• [Excerpted passage]:
All of lore.kernel.org
 help / color / mirror / Atom feed
* Inconsistent use of libxl__device_pci_reset() when adding/removing all functions of a device
@ 2014-02-04 18:19 Martin Öhrling
  2014-02-04 19:55 ` Konrad Rzeszutek Wilk
  0 siblings, 1 reply; 4+ messages in thread
From: Martin Öhrling @ 2014-02-04 18:19 UTC (permalink / raw)
  To: xen-devel


[-- Attachment #1.1: Type: text/plain, Size: 961 bytes --]

I tried to use vga passthrough with an AMD card and ran into the issues
with dom0 crash on domU reboot. My intention is to debug the issue and I
have started to read up on the code for pci passthrough. The following
observations may not be an error but perhaps someone could shed some light
over the design intentions.

My first impression was that libxl__device_pci_reset() is a function level
reset function. It is called each time a single function of a device is
added or removed. A device reset would break other domU:s if other
functions of the device are passed through to these domU:s.

The strange thing is that there is only a single libxl__device_pci_reset()
call when pcidev->vfunc_mask is set to LIBXL_PCI_FUNC_ALL. I'm getting the
impression that the function is assumed to be a device reset function.

Is the attempt to reset a function, when all other functions belongs to
pciback, detected and replaced by a device reset?

• [Problems to solve]:
A – From the PCI passthrough post, print the passage from "[-- Attachment #1.1: Type: text/plain, Size: 961" to "to these domU:s.".
B – In the PCI passthrough post, why did the writer first take libxl__device_pci_reset() to be a function level reset? Answer in one to three sentences.
C – Write the next part of the PCI passthrough post, picking up after its last sentence.

• [Extracted information]:
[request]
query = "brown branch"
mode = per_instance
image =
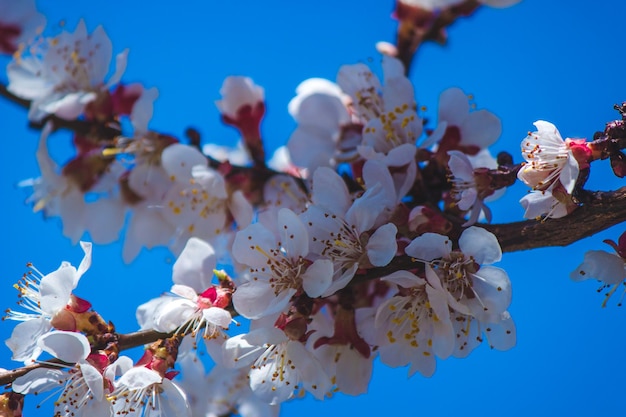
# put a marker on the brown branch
(603, 210)
(10, 376)
(417, 28)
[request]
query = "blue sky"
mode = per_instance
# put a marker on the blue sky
(537, 60)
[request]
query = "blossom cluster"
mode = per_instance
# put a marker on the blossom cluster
(362, 238)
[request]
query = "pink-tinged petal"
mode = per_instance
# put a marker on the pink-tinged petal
(482, 128)
(604, 266)
(23, 340)
(317, 278)
(69, 347)
(330, 191)
(251, 243)
(194, 266)
(179, 159)
(217, 316)
(429, 246)
(293, 235)
(238, 91)
(481, 244)
(39, 380)
(138, 378)
(382, 245)
(569, 174)
(404, 279)
(453, 107)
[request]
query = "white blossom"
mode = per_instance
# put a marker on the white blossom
(61, 75)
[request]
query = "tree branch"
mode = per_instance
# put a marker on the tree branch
(603, 210)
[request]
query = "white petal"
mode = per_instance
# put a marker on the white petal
(318, 277)
(443, 337)
(493, 287)
(569, 174)
(121, 60)
(94, 380)
(382, 246)
(481, 244)
(174, 402)
(85, 263)
(194, 266)
(241, 209)
(69, 347)
(174, 314)
(502, 335)
(217, 316)
(251, 243)
(310, 371)
(404, 279)
(604, 266)
(460, 166)
(243, 349)
(330, 191)
(23, 340)
(256, 299)
(179, 159)
(453, 107)
(343, 280)
(482, 128)
(138, 378)
(429, 246)
(56, 288)
(39, 380)
(293, 234)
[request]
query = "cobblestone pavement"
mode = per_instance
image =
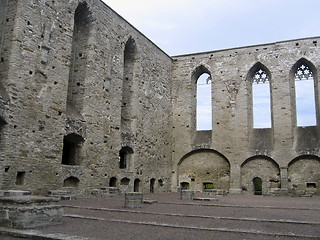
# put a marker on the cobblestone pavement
(229, 217)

• [The results]:
A –
[-- Attachment #1.1: Type: text/plain, Size: 961 bytes --]

I tried to use vga passthrough with an AMD card and ran into the issues
with dom0 crash on domU reboot. My intention is to debug the issue and I
have started to read up on the code for pci passthrough. The following
observations may not be an error but perhaps someone could shed some light
over the design intentions.

My first impression was that libxl__device_pci_reset() is a function level
reset function. It is called each time a single function of a device is
added or removed. A device reset would break other domU:s if other
functions of the device are passed through to these domU:s.

B – The function is called each time a single function of a device is added or removed. A reset of the whole device at those points would break other domU:s that have other functions of the same device passed through to them.

C –
Best Regards,
Martin

[-- Attachment #1.2: Type: text/html, Size: 1349 bytes --]

[-- Attachment #2: Type: text/plain, Size: 126 bytes --]

_______________________________________________
Xen-devel mailing list
Xen-devel@lists.xen.org
http://lists.xen.org/xen-devel

^ permalink raw reply	[flat|nested] 4+ messages in thread

* Re: Inconsistent use of libxl__device_pci_reset() when adding/removing all functions of a device
  2014-02-04 18:19 Inconsistent use of libxl__device_pci_reset() when adding/removing all functions of a device Martin Öhrling
@ 2014-02-04 19:55 ` Konrad Rzeszutek Wilk
  2014-02-04 20:05   ` Sander Eikelenboom
  2014-02-25 11:31   ` Martin Öhrling
  0 siblings, 2 replies; 4+ messages in thread
From: Konrad Rzeszutek Wilk @ 2014-02-04 19:55 UTC (permalink / raw)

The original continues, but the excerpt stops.